Request 1 >>
Reproduce the passage on a writer's New Year's resolutions from "But it occurs" up to and including "resolutions for 2013.", switching "separate" to "second".
Request 2 >>
In the passage on a writer's New Year's resolutions, what did Christi Barth pencil in the margins of the rough draft?

#### Passage given

A Writer’s New Year’s Resolutions
I admit, I like making New Year’s Resolutions every January. I’ll make resolutions about teaching my dog to play fetch, about taking a trip to Italy, about going to bed early rather than watching old episodes of “The Walking Dead” until 1:30 a.m. At the end of the year I cast an eye over my list, and there’s some patting on the back and there’s also some wincing. Yes, I taught my dog how to play fetch. No, I didn’t get to Italy. And ok, partial success on going to bed early (I really like “The Walking Dead”).
But it occurs to me that it probably wouldn’t hurt to make a separate list of New Year’s Resolutions, strictly to deal with the writer’s side of things. So, in no particular order, here are five writing resolutions for 2013.
1. No more long unbroken sentences. I’ve always been fond of long phrasing, but after reading a rough draft of my last book, critique partner extraordinaire/romance novelist Christi Barth penciled a little sage advice in the margins (passed on to her, I believe, from her own critique partner extraordinaire Joya Fields): “Commas are free. Food for thought.” I hear you, Christi.
2. Break at least one romantic cliche per book. I’m ahead of myself on this one: for the next book after The Serpent and the Pearl, I’ve got one romantic pairing where the girl is taller than her man, and a second romantic pairing in which the girl is older than her man. Excellent.

########
#### Given records

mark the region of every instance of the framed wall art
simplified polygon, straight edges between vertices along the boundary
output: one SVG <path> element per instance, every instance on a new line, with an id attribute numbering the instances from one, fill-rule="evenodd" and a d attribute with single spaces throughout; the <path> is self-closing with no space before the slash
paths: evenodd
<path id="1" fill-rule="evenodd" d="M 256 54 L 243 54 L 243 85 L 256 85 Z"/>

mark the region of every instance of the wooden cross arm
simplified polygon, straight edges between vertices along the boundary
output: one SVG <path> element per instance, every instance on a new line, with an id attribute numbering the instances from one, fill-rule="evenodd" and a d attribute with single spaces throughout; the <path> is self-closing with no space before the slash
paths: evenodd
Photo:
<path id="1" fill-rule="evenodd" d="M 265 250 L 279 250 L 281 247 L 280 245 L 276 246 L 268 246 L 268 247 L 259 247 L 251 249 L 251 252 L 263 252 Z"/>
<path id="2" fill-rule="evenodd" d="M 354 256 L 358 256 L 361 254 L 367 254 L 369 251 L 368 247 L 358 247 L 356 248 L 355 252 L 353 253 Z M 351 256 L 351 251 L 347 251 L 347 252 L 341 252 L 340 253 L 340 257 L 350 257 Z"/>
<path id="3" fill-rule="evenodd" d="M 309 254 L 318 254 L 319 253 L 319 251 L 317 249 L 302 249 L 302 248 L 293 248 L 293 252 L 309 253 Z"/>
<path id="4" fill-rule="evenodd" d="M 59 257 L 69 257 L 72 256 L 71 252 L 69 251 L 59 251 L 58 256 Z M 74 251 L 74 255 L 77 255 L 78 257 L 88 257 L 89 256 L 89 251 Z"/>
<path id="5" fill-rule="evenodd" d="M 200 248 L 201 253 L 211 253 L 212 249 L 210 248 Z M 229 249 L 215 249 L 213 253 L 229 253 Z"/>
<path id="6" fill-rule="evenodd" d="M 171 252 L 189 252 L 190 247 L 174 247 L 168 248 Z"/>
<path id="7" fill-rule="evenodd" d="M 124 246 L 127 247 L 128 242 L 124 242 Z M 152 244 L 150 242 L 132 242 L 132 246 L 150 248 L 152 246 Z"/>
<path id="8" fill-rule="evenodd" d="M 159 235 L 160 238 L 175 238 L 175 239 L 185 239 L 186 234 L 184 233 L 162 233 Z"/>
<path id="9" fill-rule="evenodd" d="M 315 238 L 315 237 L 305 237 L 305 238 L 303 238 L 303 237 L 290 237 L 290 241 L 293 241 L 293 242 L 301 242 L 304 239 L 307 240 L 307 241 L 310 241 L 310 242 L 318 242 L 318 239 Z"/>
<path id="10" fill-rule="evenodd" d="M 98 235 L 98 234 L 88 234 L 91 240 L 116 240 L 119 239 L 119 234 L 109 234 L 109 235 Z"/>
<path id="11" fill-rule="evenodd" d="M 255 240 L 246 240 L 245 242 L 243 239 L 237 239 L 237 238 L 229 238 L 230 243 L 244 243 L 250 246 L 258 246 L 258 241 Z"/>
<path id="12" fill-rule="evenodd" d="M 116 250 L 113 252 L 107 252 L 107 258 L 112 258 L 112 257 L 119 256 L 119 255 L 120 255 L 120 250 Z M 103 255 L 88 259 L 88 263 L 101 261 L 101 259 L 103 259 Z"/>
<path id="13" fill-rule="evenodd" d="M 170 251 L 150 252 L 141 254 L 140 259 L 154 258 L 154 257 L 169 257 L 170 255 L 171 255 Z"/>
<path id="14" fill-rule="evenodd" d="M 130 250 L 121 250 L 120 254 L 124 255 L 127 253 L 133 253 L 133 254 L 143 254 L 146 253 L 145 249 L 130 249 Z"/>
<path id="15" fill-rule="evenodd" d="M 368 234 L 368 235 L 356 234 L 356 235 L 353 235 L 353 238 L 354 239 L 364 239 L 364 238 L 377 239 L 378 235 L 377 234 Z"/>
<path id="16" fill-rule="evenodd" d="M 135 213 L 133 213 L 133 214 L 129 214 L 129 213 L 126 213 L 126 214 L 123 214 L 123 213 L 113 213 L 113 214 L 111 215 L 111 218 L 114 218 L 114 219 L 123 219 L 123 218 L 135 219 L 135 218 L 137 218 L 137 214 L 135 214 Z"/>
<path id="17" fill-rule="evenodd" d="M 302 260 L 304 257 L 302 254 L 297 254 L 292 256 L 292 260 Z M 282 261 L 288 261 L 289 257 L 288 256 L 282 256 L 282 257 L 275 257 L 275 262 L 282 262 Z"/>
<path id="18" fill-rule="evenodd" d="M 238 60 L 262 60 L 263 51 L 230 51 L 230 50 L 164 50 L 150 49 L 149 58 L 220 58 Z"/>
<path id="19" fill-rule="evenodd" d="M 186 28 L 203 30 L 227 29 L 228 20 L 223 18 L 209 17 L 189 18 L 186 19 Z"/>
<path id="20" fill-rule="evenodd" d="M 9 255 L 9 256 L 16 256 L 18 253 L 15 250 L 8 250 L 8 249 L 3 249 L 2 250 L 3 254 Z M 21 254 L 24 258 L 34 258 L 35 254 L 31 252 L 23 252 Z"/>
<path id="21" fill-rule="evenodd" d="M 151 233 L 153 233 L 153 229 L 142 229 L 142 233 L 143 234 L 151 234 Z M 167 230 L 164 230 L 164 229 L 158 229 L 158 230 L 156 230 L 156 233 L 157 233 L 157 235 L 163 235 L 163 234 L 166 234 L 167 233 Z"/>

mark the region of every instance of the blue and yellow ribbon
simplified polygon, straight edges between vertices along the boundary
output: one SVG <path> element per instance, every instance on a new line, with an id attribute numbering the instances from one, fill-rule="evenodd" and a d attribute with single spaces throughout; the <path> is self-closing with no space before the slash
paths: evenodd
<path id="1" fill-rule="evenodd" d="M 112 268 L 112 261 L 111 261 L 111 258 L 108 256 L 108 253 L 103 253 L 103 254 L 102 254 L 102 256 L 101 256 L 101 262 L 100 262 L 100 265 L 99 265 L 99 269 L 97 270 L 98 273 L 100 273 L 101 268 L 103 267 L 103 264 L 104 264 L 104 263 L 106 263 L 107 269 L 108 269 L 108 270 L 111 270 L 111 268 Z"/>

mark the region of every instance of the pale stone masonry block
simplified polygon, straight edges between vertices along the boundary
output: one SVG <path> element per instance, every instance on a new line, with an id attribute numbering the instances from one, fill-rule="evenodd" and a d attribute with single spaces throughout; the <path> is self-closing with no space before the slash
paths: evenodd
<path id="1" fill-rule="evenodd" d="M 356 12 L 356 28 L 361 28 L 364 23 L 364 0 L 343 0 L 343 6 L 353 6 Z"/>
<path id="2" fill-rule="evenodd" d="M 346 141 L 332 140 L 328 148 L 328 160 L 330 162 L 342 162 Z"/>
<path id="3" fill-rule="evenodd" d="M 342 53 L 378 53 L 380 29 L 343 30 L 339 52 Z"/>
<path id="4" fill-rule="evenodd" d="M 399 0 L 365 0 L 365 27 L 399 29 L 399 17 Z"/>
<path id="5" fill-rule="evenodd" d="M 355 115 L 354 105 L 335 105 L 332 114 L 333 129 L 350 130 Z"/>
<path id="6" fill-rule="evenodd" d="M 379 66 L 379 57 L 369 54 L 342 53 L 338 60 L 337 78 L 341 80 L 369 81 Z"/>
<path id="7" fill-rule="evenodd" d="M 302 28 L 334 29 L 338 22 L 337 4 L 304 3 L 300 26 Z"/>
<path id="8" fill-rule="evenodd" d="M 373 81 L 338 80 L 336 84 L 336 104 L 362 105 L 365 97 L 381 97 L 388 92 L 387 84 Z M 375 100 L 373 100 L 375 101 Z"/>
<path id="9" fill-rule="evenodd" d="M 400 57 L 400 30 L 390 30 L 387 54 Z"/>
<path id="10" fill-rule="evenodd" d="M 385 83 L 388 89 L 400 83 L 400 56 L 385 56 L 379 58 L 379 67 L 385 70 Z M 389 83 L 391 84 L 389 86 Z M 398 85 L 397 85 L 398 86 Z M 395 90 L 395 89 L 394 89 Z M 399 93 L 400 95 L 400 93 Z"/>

########

Written answer 1 >>
But it occurs to me that it probably wouldn’t hurt to make a second list of New Year’s Resolutions, strictly to deal with the writer’s side of things. So, in no particular order, here are five writing resolutions for 2013.

Written answer 2 >>
"Commas are free. Food for thought."